STATED EXERCISE 1. Copy, word for word, the part of the statistical tests text that opens with the words containing "Perform an approximate" and closes with "each tied position.".

[start of DOCUMENT TEXT]

Perform an approximate Mann-Whitney U test of the null hypothesis that the probability that an observation drawn from the same population as x is greater than an observation drawn from the same population as y is equal to the probability that an observation drawn from the same population as y is greater than an observation drawn from the same population as x against the alternative hypothesis that these probabilities are not equal.

The p-value is computed using a normal approximation to the distribution of the Mann-Whitney U statistic:

\[ \begin{align*} μ & = \frac{n_x n_y}{2}\\ σ & = \frac{n_x n_y}{12}\left(n_x + n_y + 1 - \frac{a}{(n_x + n_y)(n_x + n_y - 1)}\right)\\ a & = \sum_{t \in \mathcal{T}} t^3 - t \end{align*}\]

where $\mathcal{T}$ is the set of the counts of tied values at each tied position.

Implements: pvalue

source

Sign test

SignTest(x::AbstractVector{T<:Real}, median::Real = 0)
SignTest(x::AbstractVector{T<:Real}, y::AbstractVector{T<:Real}, median::Real = 0)

Perform a sign test of the null hypothesis that the distribution from which x (or x - y if y is provided) was drawn has median median against the alternative hypothesis that the median is not equal to median.

Implements: pvalue, confint

source

Wald-Wolfowitz independence test

WaldWolfowitzTest(x::AbstractVector{Bool})
WaldWolfowitzTest(x::AbstractVector{<:Real})

[end of DOCUMENT TEXT]
[start of RECORD SET]

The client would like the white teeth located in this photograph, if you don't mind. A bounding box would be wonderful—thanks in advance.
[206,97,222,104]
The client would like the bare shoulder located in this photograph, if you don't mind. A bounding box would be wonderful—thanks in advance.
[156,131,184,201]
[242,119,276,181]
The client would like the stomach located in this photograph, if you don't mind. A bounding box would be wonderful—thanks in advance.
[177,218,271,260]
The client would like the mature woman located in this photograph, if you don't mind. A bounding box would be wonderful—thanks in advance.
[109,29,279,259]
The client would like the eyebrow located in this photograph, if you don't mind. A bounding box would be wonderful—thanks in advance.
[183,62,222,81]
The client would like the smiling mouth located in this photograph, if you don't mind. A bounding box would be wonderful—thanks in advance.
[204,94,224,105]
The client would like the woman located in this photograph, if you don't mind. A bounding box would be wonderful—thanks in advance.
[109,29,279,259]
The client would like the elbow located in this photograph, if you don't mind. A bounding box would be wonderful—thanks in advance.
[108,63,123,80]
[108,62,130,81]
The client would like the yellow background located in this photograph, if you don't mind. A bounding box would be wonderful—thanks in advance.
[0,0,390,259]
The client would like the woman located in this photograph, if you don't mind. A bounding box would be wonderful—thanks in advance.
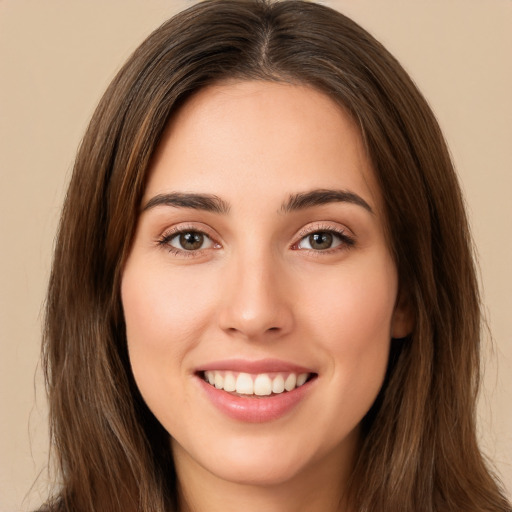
[40,0,510,511]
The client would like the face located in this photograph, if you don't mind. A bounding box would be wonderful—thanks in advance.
[122,82,407,484]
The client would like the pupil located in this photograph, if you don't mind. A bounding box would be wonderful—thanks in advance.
[309,233,332,249]
[180,232,204,251]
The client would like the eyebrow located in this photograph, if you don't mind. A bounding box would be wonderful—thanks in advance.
[142,189,373,215]
[281,189,374,213]
[142,192,230,214]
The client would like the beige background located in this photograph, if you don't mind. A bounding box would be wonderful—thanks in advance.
[0,0,512,512]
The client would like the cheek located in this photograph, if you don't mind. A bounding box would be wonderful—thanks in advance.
[309,255,397,400]
[121,259,215,406]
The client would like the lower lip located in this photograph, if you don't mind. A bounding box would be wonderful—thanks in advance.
[197,377,316,423]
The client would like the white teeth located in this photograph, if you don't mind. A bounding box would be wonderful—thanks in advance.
[297,373,308,387]
[284,373,297,391]
[254,373,272,396]
[214,372,224,389]
[224,372,236,391]
[236,373,254,395]
[204,370,309,396]
[272,375,284,393]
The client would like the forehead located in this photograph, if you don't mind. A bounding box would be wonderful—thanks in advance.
[145,81,380,214]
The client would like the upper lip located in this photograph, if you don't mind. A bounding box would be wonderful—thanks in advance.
[197,359,315,374]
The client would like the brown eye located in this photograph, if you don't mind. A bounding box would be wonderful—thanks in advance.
[309,232,334,251]
[168,231,213,251]
[297,231,351,251]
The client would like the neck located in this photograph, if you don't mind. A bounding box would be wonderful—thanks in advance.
[173,434,357,512]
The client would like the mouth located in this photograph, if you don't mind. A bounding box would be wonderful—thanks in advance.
[197,370,318,398]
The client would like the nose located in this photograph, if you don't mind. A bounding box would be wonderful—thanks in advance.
[219,248,295,341]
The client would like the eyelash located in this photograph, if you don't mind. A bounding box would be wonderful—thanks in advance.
[157,226,220,258]
[291,225,356,256]
[157,225,355,258]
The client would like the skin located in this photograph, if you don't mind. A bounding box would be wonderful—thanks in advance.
[122,82,410,512]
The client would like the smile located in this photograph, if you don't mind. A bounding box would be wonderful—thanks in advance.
[203,370,313,397]
[195,359,318,423]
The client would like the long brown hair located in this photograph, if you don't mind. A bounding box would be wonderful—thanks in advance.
[43,0,510,512]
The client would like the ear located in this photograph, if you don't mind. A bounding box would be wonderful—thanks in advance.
[391,289,415,339]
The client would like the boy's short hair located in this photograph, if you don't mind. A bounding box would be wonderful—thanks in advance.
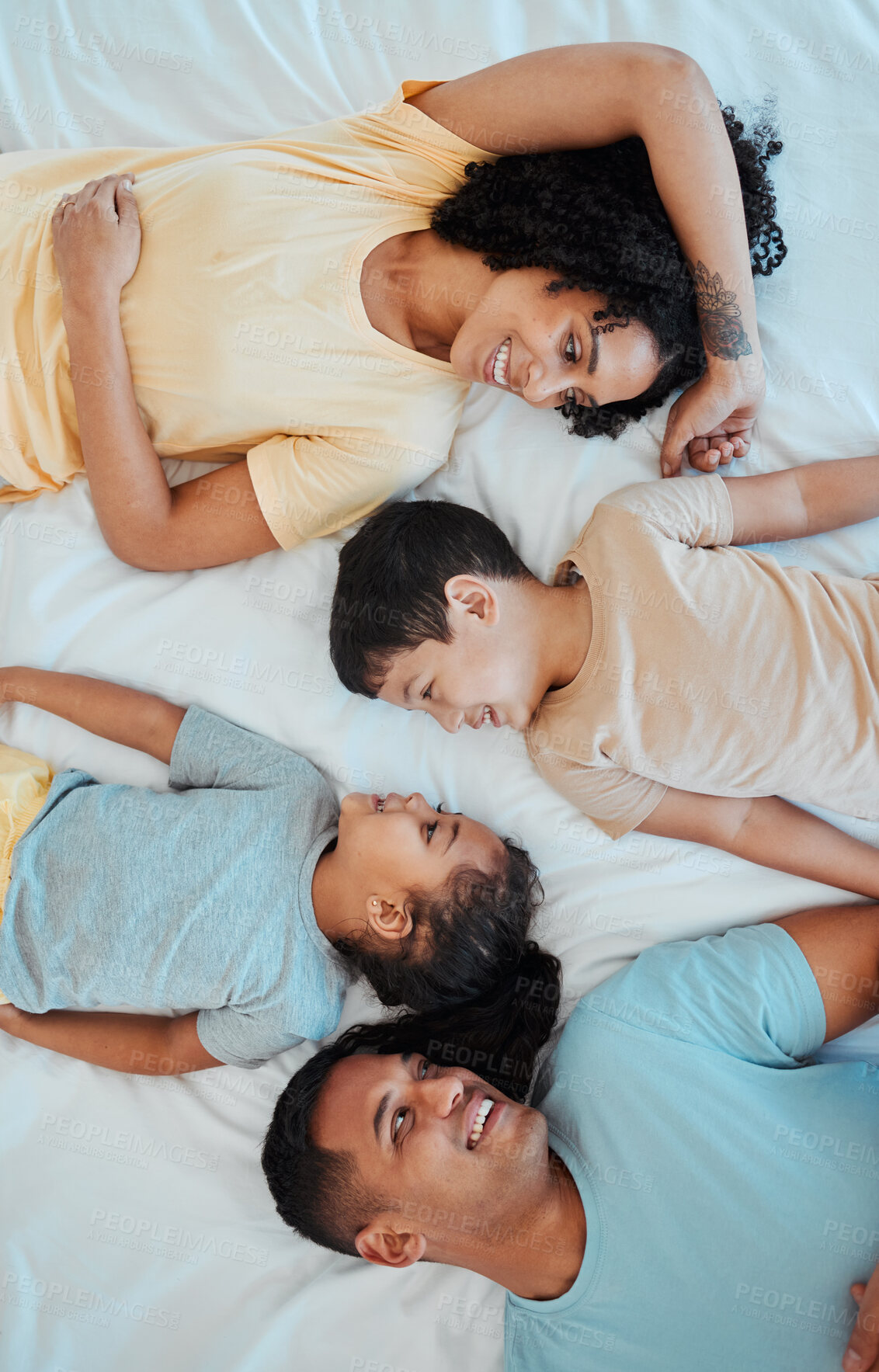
[329,501,532,700]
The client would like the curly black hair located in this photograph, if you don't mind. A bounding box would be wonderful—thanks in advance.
[431,99,787,438]
[336,839,543,1011]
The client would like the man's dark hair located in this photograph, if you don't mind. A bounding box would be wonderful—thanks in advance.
[329,501,532,700]
[431,100,787,438]
[262,943,561,1257]
[336,839,543,1010]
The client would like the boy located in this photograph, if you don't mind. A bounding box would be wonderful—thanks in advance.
[0,667,539,1075]
[331,457,879,898]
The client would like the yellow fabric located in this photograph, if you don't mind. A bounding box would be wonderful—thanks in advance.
[0,81,495,547]
[526,474,879,839]
[0,744,52,1006]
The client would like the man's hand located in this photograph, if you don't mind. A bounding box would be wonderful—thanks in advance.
[842,1266,879,1372]
[0,1004,22,1039]
[659,363,763,476]
[52,174,140,307]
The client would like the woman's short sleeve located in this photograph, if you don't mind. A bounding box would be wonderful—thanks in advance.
[340,81,498,203]
[247,433,443,547]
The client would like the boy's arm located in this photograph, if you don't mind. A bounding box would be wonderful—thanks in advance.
[772,905,879,1043]
[638,786,879,900]
[0,1006,221,1077]
[725,457,879,544]
[0,667,186,762]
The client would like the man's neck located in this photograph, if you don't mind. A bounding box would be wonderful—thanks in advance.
[439,1152,585,1301]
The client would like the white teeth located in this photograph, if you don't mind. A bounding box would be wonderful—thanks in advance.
[492,339,510,386]
[471,1096,494,1144]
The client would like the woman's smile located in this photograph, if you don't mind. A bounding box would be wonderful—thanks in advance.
[483,338,512,390]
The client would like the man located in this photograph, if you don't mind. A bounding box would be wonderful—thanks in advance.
[263,905,879,1372]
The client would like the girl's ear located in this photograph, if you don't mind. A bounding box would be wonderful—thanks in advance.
[367,896,413,941]
[444,575,501,626]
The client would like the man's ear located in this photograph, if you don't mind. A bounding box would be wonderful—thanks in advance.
[367,896,413,941]
[354,1220,428,1268]
[444,575,501,626]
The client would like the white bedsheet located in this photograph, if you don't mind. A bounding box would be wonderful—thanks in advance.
[0,0,879,1372]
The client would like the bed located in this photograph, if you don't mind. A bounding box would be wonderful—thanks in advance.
[0,0,879,1372]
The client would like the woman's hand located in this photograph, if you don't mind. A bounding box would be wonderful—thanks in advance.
[842,1266,879,1372]
[52,174,140,307]
[659,362,765,476]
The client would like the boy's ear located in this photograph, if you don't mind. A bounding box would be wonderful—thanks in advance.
[354,1220,428,1268]
[367,896,413,943]
[444,575,501,626]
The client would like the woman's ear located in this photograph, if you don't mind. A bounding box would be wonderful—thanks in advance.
[444,575,501,626]
[354,1220,428,1268]
[367,896,413,941]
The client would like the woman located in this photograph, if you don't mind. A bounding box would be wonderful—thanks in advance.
[0,44,784,569]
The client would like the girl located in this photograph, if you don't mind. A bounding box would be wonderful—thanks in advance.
[0,667,555,1075]
[0,44,784,569]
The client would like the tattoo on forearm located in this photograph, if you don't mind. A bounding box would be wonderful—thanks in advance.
[693,262,752,362]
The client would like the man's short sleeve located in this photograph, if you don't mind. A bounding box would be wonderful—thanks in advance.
[597,474,734,547]
[532,748,668,839]
[170,705,316,790]
[196,1006,304,1068]
[582,923,825,1068]
[247,433,446,549]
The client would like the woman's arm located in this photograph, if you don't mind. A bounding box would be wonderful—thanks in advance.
[727,457,879,544]
[0,667,186,762]
[52,175,278,571]
[408,43,764,474]
[0,1006,221,1077]
[638,786,879,900]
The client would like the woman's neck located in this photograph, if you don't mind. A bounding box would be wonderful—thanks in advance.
[360,229,491,362]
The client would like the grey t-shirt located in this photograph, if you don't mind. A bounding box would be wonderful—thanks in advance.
[0,707,349,1068]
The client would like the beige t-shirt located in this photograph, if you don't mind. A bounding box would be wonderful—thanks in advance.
[0,81,496,547]
[526,476,879,839]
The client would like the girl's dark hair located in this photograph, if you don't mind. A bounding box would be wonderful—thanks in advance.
[262,943,561,1257]
[336,839,543,1011]
[431,100,787,438]
[329,501,533,700]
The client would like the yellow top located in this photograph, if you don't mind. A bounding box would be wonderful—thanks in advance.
[0,81,494,547]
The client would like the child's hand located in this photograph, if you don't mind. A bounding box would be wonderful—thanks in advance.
[52,175,140,314]
[659,370,764,476]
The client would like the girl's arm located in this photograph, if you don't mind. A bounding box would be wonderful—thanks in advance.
[0,1006,221,1077]
[408,43,764,476]
[52,175,278,571]
[638,786,879,900]
[0,667,186,762]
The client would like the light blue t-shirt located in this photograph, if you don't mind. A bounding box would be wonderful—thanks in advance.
[0,708,349,1068]
[506,925,879,1372]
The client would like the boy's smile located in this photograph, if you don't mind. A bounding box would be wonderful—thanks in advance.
[378,575,591,734]
[378,638,532,734]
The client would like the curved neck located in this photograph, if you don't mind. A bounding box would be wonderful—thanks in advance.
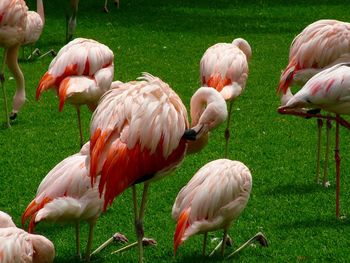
[36,0,45,24]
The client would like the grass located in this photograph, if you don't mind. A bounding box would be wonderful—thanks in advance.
[0,0,350,262]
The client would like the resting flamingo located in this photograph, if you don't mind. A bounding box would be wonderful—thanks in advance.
[200,38,252,157]
[0,211,55,263]
[36,38,114,146]
[172,159,267,255]
[279,63,350,217]
[90,73,227,262]
[0,0,28,127]
[278,20,350,186]
[22,142,125,261]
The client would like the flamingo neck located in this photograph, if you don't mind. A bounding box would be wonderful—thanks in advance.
[36,0,45,25]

[end of RECORD SET]

STATED EXERCISE 2. Rewrite the part of the entries that opens with the line containing "The client would like the mouth" and closes with the line containing "[195,359,318,423]", replacing "client" with "customer" and keeping everything else the same. Output only those lines.

CORRECT RESPONSE 1.
Perform an approximate Mann-Whitney U test of the null hypothesis that the probability that an observation drawn from the same population as x is greater than an observation drawn from the same population as y is equal to the probability that an observation drawn from the same population as y is greater than an observation drawn from the same population as x against the alternative hypothesis that these probabilities are not equal.

The p-value is computed using a normal approximation to the distribution of the Mann-Whitney U statistic:

\[ \begin{align*} μ & = \frac{n_x n_y}{2}\\ σ & = \frac{n_x n_y}{12}\left(n_x + n_y + 1 - \frac{a}{(n_x + n_y)(n_x + n_y - 1)}\right)\\ a & = \sum_{t \in \mathcal{T}} t^3 - t \end{align*}\]

where $\mathcal{T}$ is the set of the counts of tied values at each tied position.

CORRECT RESPONSE 2.
The customer would like the mouth located in this photograph, if you don't mind. A bounding box would be wonderful—thanks in advance.
[197,370,318,398]
The customer would like the nose located in this photograph, if you don't mind. A bounding box would be wonderful—thanks in advance.
[219,248,295,341]
The customer would like the eyelash located in this photograph, if you don't mind. A bounding box would be wonderful—thanks in advance.
[157,226,220,258]
[291,225,356,256]
[157,225,355,258]
The customer would like the skin located in this photograph, if you don't mind. A bounding box would be wonderful—thanks in advance.
[122,82,410,512]
The customer would like the smile located in this photograph, if you don't mind. A bounding box would be wonderful—thanks in advance.
[203,370,313,397]
[195,359,318,423]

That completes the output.